> _Source passage_:
= = =
Generally, insurance policies are interpreted in the same manner as other contracts. Collier v. MD-Individual Practice Ass'n, 327 Md. 1, 5 (1992). The primary goal of contract interpretation is to ascertain and give effect to the intention of the parties during the contract's inception. Id. (citing Pacific Indemnity Co. v. Interstate Fire & Casualty Co., 302 Md. 383, 388 (1985)). Consequently, Maryland courts construe the instrument as a whole. Id. We "examine the character of the contract, its purpose, and the facts and circumstances of the parties at the time of execution." Id. Words are accorded their ordinary meaning. Id. at 5-6. If the language is ambiguous, extrinsic evidence may be consulted. Id. at 6. On the other hand, "clear and unambiguous language...must be enforced as written and may not yield to what they later say they meant. Bd. Of Trs. Of State Cools, v. Sherman, 280 Md. 373, 380 (1977)).
In the present case, the contract provides in pertinent part:
We will not pay for loss or damage caused directly or indirectly by any of the following. Such loss or damage is excluded regardless of any other cause or event that contributes concurrently or in any sequence to the loss.
***
g. Water
(1) Flood, surface water, waves, tides, tidal waves, overflow of any body of water, or their spray, all whether driven by wind or not;
(2) Mudslide or mudflow;
(3) Water that backs up or overflows from a sewer, drain or sump; or
(4) Water under the ground surface pressing on, or flowing or seeping through:
(a) Foundations, walls, floors, or paved surfaces;
(b) Basements, whether paved or not; or
(c) Doors windows or other openings.
But if water as described in g.(1) through g.(4) above, results in fire, explosion or sprinkler leakage, we will pay for the loss or damage caused by that fire, explosion or sprinkler leakage.
In our view, the language of the insurance policy is clear and unambiguous. While the policy does not cover loss due to water, regardless of any other cause or event, it does cover loss or damage caused if water results in fire or explosion. In our view, therefore, First Apostolic can only recover if it can establish that a fire or explosion occurred and it suffered damage as a result thereof.
To support its fire or explosion claim, First Apostolic relies on the testimony presented by two lay individuals, the church's corporate designee, Harvey Richeson and the church's sexton, Harvey Morgan, as well as photographs. Morgan testified that, "after the flood the sump pumps were burnt with fire indications." Richeson, deposed on May 18, 2015, testified that the breaker tripped and no fire resulted. He stated:
Q. And two of the pumps were not operable due to water penetrating the receptacles causing them to arc and trip the breakers. Can you further describe what is meant by causing them to arc and trip the breakers?Three months later, on August 11, 2015, he submitted an affidavit wherein he stated:
A. Well, I guess in common knowledge, if electricity come into contact with the socket, you are going to have some type of explosion. Fire explosion or either the breaker is going to trip.
= = =
> _Supplied information_:
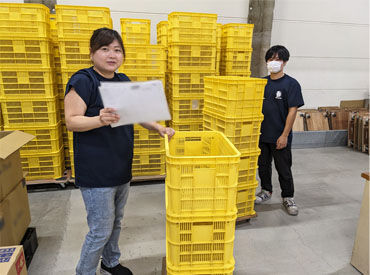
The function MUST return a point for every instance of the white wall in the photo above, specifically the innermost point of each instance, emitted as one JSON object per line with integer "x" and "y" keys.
{"x": 329, "y": 45}
{"x": 328, "y": 39}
= = =
> _Prompt 1_: From the opinion excerpt, reproduce everything from "But if water" down to "a result thereof." without changes.
> _Prompt 2_:
Answer these questions using the opinion excerpt:
(a) Which case is cited for the rule that insurance policies are generally interpreted in the same manner as other contracts?
(b) On what date was Richeson deposed?
(c) What position did Harvey Morgan hold at the church?
> _Prompt 3_: According to the policy language quoted in the opinion excerpt, name every event that, if caused by the described water, leads the insurer to pay for the resulting loss or damage.

> _Exercise output 1_:
But if water as described in g.(1) through g.(4) above, results in fire, explosion or sprinkler leakage, we will pay for the loss or damage caused by that fire, explosion or sprinkler leakage.
In our view, the language of the insurance policy is clear and unambiguous. While the policy does not cover loss due to water, regardless of any other cause or event, it does cover loss or damage caused if water results in fire or explosion. In our view, therefore, First Apostolic can only recover if it can establish that a fire or explosion occurred and it suffered damage as a result thereof.

> _Exercise output 2_:
(a) Collier v. MD-Individual Practice Ass'n, 327 Md. 1, 5 (1992)
(b) May 18, 2015
(c) Sexton

> _Exercise output 3_:
- Fire
- Explosion
- Sprinkler leakage